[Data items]
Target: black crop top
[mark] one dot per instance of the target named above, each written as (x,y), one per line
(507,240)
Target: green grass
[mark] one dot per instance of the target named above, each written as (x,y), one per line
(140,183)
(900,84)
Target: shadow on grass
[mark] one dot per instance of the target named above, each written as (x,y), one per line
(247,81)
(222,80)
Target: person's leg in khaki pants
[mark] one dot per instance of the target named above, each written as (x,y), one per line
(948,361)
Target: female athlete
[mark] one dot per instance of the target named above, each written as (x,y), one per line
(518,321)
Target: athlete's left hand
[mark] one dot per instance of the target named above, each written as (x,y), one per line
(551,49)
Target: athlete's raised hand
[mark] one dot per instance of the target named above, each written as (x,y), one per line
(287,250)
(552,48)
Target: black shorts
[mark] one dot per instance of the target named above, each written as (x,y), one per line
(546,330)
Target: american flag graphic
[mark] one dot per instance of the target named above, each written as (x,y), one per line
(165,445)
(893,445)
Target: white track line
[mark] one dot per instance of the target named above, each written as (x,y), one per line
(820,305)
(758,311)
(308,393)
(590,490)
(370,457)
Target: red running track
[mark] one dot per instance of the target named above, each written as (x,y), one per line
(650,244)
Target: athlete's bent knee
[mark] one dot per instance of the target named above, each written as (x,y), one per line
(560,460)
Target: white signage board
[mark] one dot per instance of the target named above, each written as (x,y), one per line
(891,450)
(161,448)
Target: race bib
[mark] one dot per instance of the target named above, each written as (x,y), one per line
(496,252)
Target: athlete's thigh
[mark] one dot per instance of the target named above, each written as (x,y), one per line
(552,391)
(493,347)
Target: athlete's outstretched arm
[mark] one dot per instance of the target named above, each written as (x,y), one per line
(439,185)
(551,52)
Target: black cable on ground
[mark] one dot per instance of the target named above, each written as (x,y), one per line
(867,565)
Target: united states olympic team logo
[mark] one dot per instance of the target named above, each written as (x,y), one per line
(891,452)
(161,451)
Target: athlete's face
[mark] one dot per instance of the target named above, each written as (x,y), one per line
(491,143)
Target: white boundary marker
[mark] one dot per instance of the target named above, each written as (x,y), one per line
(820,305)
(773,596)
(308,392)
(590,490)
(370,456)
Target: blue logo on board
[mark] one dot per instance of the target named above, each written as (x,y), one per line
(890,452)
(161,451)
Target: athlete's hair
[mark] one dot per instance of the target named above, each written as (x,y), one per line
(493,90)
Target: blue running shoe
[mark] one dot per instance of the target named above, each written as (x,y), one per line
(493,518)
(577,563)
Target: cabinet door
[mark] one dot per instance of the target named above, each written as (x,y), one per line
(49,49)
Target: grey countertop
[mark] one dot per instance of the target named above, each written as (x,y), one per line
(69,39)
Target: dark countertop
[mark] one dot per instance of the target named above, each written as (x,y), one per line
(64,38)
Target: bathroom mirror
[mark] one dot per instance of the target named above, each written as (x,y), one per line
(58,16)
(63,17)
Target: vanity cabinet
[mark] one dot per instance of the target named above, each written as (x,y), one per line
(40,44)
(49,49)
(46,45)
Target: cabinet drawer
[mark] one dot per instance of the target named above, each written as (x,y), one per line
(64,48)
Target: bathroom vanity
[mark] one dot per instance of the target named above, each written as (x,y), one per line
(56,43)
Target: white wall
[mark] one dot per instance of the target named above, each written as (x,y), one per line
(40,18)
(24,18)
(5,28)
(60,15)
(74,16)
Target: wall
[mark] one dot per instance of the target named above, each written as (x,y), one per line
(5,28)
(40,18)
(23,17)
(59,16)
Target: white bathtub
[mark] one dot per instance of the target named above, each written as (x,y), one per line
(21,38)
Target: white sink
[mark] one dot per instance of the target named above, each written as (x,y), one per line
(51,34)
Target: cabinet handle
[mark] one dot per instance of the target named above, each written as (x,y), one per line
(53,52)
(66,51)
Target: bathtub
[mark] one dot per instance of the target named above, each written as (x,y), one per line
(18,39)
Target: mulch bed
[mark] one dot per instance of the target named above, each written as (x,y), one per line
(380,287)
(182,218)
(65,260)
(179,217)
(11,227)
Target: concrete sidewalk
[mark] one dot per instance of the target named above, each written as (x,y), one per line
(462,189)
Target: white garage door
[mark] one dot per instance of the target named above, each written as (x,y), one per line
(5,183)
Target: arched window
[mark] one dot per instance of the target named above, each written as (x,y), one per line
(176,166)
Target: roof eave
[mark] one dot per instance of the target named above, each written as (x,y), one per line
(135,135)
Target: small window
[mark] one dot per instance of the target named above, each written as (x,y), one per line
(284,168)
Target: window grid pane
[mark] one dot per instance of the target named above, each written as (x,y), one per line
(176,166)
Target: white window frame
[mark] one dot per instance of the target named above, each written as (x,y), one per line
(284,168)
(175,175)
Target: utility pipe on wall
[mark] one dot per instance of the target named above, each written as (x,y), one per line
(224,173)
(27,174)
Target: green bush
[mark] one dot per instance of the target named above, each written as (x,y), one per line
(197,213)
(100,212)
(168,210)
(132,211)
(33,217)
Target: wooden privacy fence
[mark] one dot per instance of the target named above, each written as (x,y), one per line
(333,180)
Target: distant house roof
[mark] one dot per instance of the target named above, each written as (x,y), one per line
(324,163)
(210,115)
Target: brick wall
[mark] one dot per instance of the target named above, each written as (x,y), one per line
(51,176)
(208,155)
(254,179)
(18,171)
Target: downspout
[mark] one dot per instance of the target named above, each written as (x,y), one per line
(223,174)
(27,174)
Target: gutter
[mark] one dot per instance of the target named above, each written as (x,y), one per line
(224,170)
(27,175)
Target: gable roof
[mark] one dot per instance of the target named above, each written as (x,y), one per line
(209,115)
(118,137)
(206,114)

▶ _WHAT YOU ARE ASKED TO DO_
Copy out the lines unchanged, starting at the line containing "Target: gable roof" and continuing through the last line of the records.

▶ _ANSWER FOR THE TASK_
Target: gable roof
[mark] one dot per instance of the target named above, each written as (x,y), one per line
(209,115)
(118,137)
(206,114)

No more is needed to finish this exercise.